| SELECTED EXTRACT |
+===+
How to set the correct saddle setback
KOPS, or Knee Over Pedal Spindle, is a traditional way that some bike fitters have used to set saddle setback. According to KOPS, a vertical line from the tibial tubecle (the bony bump below the knee cap) should intersect the centre of the pedal spindle when the crank arm is at 90 degrees on the downstroke. It is a static measurement i.e. it is taken when the rider is not pedalling.
The origin of KOPS is generally unknown, but one of the earliest publications on bike fitting by CONI (the Italian National Olympic Committee) in the early 1970s describes it’s use. There does not appear to be a clear rationale or biomechanical reason for using KOPS to set saddle fore/aft, however, experienced fitters such as Andy Pruitt (Complete Medical Guide for Cyclists) and Phil Burt (Bike Fit) also advocate it’s use in their publications.
+===+
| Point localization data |
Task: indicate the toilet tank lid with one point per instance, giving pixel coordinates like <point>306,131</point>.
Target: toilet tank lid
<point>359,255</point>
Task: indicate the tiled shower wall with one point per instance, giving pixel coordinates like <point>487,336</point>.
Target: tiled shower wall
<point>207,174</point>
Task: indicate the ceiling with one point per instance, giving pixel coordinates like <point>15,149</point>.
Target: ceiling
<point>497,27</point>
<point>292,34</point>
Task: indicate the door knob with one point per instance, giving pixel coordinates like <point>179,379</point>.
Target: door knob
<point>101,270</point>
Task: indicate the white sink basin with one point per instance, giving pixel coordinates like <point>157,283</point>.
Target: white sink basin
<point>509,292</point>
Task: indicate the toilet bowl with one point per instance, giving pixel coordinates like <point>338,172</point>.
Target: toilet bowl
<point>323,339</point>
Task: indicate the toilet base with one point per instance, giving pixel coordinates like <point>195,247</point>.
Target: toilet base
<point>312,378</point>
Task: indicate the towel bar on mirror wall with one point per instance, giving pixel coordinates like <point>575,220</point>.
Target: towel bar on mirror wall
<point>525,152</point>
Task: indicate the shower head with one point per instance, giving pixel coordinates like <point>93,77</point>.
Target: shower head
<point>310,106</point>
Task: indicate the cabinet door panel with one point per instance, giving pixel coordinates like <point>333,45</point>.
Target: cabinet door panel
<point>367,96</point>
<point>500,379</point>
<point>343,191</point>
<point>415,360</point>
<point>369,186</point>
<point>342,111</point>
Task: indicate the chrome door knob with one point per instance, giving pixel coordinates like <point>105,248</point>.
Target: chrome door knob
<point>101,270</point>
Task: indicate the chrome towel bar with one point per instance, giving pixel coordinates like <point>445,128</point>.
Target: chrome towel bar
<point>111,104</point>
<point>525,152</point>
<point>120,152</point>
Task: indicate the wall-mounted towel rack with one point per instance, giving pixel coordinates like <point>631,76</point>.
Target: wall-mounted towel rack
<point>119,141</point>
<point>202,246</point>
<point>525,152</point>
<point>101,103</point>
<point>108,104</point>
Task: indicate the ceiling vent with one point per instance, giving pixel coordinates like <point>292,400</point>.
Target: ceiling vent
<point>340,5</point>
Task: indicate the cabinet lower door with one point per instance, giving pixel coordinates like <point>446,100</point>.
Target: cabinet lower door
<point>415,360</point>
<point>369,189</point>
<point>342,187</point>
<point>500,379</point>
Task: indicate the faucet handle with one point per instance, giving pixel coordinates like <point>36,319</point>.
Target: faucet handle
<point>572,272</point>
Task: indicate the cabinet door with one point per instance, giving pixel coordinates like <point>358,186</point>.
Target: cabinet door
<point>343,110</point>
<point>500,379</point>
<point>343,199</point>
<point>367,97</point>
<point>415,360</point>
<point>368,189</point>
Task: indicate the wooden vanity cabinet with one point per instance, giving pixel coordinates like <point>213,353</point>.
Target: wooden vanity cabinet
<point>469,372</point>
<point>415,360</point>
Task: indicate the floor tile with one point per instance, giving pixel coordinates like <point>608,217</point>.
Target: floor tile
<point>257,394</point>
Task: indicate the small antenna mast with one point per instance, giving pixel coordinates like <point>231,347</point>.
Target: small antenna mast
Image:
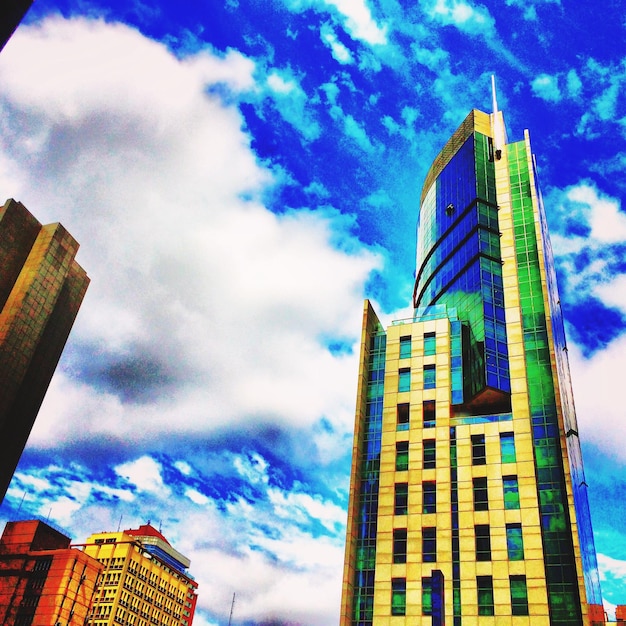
<point>497,127</point>
<point>232,606</point>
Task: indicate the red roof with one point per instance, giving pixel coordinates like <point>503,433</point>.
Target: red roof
<point>146,530</point>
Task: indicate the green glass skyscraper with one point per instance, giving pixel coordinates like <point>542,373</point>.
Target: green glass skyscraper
<point>468,502</point>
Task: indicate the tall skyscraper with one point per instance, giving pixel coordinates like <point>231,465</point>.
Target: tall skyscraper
<point>468,502</point>
<point>41,290</point>
<point>144,581</point>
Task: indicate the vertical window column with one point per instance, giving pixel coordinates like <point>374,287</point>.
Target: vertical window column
<point>519,595</point>
<point>404,379</point>
<point>398,596</point>
<point>405,347</point>
<point>429,544</point>
<point>484,585</point>
<point>402,416</point>
<point>402,456</point>
<point>481,497</point>
<point>479,453</point>
<point>428,414</point>
<point>483,542</point>
<point>430,377</point>
<point>399,545</point>
<point>401,499</point>
<point>507,447</point>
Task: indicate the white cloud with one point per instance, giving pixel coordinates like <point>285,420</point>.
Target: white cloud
<point>603,214</point>
<point>253,468</point>
<point>145,474</point>
<point>359,21</point>
<point>547,88</point>
<point>597,383</point>
<point>340,53</point>
<point>471,19</point>
<point>196,497</point>
<point>205,309</point>
<point>292,103</point>
<point>356,18</point>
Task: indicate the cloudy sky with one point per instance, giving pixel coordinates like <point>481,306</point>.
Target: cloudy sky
<point>240,175</point>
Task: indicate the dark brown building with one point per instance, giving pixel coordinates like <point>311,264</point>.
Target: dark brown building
<point>41,290</point>
<point>11,14</point>
<point>43,581</point>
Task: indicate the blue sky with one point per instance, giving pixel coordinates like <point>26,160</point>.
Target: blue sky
<point>240,175</point>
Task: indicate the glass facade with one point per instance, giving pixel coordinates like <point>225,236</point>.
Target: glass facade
<point>468,500</point>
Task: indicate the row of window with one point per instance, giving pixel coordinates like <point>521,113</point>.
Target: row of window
<point>429,452</point>
<point>403,411</point>
<point>510,488</point>
<point>430,345</point>
<point>514,543</point>
<point>404,378</point>
<point>484,584</point>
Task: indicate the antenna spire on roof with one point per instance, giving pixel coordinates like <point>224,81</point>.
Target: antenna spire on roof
<point>497,125</point>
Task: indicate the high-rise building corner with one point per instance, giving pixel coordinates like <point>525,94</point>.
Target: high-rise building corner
<point>41,289</point>
<point>468,503</point>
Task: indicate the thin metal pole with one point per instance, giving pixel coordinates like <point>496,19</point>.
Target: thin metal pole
<point>232,606</point>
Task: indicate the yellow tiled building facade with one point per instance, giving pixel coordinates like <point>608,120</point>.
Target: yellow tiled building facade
<point>143,582</point>
<point>41,289</point>
<point>467,496</point>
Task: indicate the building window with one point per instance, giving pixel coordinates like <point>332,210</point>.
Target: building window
<point>430,377</point>
<point>401,499</point>
<point>479,454</point>
<point>429,497</point>
<point>405,347</point>
<point>519,595</point>
<point>404,379</point>
<point>402,456</point>
<point>427,596</point>
<point>514,542</point>
<point>429,545</point>
<point>398,596</point>
<point>481,498</point>
<point>428,410</point>
<point>430,344</point>
<point>399,545</point>
<point>402,416</point>
<point>485,595</point>
<point>511,492</point>
<point>507,447</point>
<point>483,542</point>
<point>430,454</point>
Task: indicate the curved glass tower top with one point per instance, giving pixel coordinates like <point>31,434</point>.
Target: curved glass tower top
<point>459,262</point>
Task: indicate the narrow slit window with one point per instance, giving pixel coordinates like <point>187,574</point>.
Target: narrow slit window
<point>483,542</point>
<point>398,596</point>
<point>429,545</point>
<point>519,595</point>
<point>430,344</point>
<point>402,416</point>
<point>514,542</point>
<point>399,545</point>
<point>511,492</point>
<point>485,595</point>
<point>481,497</point>
<point>430,454</point>
<point>507,447</point>
<point>479,452</point>
<point>404,379</point>
<point>405,347</point>
<point>430,377</point>
<point>429,497</point>
<point>401,499</point>
<point>402,456</point>
<point>429,419</point>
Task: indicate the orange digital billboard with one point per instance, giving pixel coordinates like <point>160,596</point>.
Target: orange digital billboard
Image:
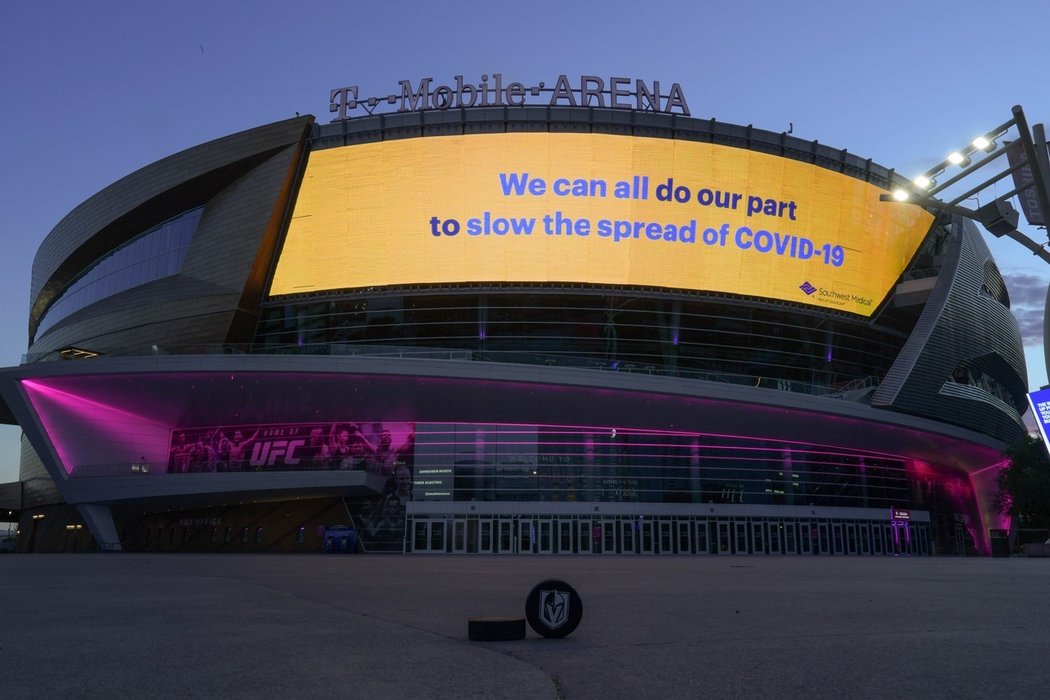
+===+
| TASK TO CARRY OUT |
Retype the whole saddle setback text word for word, from its heading through its final sentence. The data has nothing to do with the saddle setback text.

| RESPONSE TO THE EXERCISE |
How to set the correct saddle setback
KOPS, or Knee Over Pedal Spindle, is a traditional way that some bike fitters have used to set saddle setback. According to KOPS, a vertical line from the tibial tubecle (the bony bump below the knee cap) should intersect the centre of the pedal spindle when the crank arm is at 90 degrees on the downstroke. It is a static measurement i.e. it is taken when the rider is not pedalling.
The origin of KOPS is generally unknown, but one of the earliest publications on bike fitting by CONI (the Italian National Olympic Committee) in the early 1970s describes it’s use. There does not appear to be a clear rationale or biomechanical reason for using KOPS to set saddle fore/aft, however, experienced fitters such as Andy Pruitt (Complete Medical Guide for Cyclists) and Phil Burt (Bike Fit) also advocate it’s use in their publications.